## [Esercizi]
A - Trascrivi senza alcuna modifica il passo del testo sul sisma che va da "Lo Stato c'è." fino a "post-altre-calamità del passato?" compreso.
B - Quali regioni nomina il testo sul sisma come luoghi in cui vivono e lavorano le comunità da coinvolgere?

## [Testo di partenza]
>>
Sisma, serve prevenzione

Lo Stato c'è. I soldi ci sono. Anche la strategia per rigenerare Alpi ed Appennini è scritta. Si può pensare che siano tre ingredienti sufficienti per invertire involutivi percorsi di ricostruzione post-sisma e post-altre-calamità del passato?

Prima cosa, superare l’emergenza. Persone, dispersi, energia elettrica, strade. E ovviamente partire in fretta con la ricostruzione. Scuole, case, chiese. L’Appennino martoriato in questi giorni da sisma e nevicate deve poter uscire al più presto dal dramma e dalla conta della distruzione. Ricostruire è ricominciare a sperare. Il Paese non può prescindere dalla capacità delle istituzioni, a tutti i livelli, di coinvolgere le comunità, chi vive e lavora lì tra Marche, Abruzzo, Umbria, Lazio, di guardare con serenità al futuro. Servono unità, coesione e meno polemiche.
<<
## [Raccolta dei record]
>>
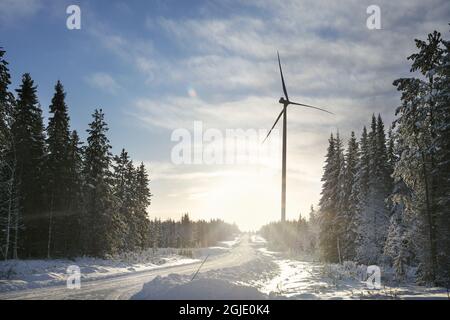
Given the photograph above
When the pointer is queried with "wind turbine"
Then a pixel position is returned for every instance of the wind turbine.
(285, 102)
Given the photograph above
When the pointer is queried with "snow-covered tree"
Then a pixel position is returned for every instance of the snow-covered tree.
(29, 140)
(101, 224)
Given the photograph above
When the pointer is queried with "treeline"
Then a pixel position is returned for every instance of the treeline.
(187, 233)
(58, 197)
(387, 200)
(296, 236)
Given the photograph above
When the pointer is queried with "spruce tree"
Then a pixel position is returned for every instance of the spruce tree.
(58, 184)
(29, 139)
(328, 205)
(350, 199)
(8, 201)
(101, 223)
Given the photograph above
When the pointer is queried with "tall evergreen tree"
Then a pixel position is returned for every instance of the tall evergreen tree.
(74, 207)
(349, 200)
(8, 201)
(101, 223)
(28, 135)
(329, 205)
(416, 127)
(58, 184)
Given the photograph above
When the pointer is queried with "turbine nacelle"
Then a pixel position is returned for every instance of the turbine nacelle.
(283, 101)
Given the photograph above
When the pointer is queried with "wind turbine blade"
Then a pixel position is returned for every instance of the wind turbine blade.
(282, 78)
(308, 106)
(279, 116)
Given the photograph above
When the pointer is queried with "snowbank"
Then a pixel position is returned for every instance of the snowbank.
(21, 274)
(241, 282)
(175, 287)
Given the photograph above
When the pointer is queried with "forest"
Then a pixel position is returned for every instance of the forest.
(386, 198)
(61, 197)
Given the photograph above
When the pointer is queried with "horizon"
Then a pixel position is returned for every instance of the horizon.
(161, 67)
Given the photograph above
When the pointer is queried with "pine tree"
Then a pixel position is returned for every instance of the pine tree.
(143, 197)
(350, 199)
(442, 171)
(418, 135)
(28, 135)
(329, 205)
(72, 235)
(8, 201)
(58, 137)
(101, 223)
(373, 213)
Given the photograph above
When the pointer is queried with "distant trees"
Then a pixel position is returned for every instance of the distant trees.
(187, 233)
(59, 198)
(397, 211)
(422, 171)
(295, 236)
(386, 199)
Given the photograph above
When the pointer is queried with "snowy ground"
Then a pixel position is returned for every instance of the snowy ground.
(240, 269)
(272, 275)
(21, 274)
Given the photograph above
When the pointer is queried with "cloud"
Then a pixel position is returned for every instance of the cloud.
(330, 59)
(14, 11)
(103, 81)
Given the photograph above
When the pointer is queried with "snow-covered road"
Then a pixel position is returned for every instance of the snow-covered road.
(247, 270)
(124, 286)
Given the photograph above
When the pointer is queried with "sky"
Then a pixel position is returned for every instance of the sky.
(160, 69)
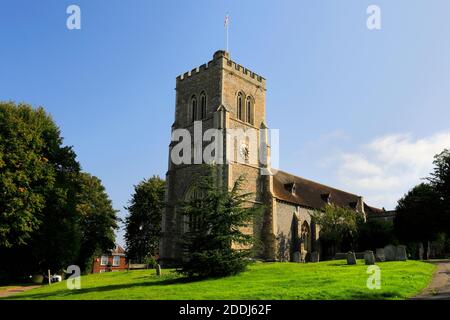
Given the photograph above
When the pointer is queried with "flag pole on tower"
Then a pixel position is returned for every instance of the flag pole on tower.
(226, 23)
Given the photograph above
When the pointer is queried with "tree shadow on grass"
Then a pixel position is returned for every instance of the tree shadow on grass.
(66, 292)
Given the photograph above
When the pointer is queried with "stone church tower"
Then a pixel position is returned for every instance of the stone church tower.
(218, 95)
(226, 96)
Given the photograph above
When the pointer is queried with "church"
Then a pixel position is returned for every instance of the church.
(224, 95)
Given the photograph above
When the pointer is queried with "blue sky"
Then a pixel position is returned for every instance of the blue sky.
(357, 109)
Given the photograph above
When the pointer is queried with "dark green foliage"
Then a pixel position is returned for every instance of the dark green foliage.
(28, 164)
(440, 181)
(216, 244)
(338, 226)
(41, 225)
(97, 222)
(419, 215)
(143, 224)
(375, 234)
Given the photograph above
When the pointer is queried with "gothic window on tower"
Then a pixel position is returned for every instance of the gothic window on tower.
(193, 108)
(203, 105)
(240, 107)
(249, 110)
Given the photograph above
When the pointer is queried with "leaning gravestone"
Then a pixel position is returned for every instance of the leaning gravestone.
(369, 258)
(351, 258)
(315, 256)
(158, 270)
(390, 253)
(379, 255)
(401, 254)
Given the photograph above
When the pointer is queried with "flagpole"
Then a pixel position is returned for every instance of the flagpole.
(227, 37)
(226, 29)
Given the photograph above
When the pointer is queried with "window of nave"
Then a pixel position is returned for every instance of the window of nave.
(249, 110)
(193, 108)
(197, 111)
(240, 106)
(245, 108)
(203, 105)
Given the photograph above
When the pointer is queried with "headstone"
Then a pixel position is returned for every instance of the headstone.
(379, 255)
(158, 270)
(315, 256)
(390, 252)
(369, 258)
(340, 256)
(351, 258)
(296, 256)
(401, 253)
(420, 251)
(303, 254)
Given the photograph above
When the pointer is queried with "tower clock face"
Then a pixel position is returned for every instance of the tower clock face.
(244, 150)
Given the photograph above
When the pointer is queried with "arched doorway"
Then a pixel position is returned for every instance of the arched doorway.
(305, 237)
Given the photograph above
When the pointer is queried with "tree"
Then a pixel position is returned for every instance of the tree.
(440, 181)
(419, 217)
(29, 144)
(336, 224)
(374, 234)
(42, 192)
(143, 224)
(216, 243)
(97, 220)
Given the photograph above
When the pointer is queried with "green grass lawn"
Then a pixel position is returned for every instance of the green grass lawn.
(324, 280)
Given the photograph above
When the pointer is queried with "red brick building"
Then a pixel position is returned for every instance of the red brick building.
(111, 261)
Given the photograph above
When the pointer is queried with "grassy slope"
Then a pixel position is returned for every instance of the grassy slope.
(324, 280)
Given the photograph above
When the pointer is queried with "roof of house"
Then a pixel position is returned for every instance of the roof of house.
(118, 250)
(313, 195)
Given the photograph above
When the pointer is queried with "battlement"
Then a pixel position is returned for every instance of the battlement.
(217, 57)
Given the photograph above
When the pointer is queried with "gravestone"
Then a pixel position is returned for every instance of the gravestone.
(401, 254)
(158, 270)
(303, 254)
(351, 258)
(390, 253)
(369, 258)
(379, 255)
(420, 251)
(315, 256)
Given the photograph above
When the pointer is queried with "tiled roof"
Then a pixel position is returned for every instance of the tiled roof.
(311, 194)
<<
## [Soluzioni degli esercizi]
A -
Lo Stato c'è. I soldi ci sono. Anche la strategia per rigenerare Alpi ed Appennini è scritta. Si può pensare che siano tre ingredienti sufficienti per invertire involutivi percorsi di ricostruzione post-sisma e post-altre-calamità del passato?

B - Marche, Abruzzo, Umbria e Lazio.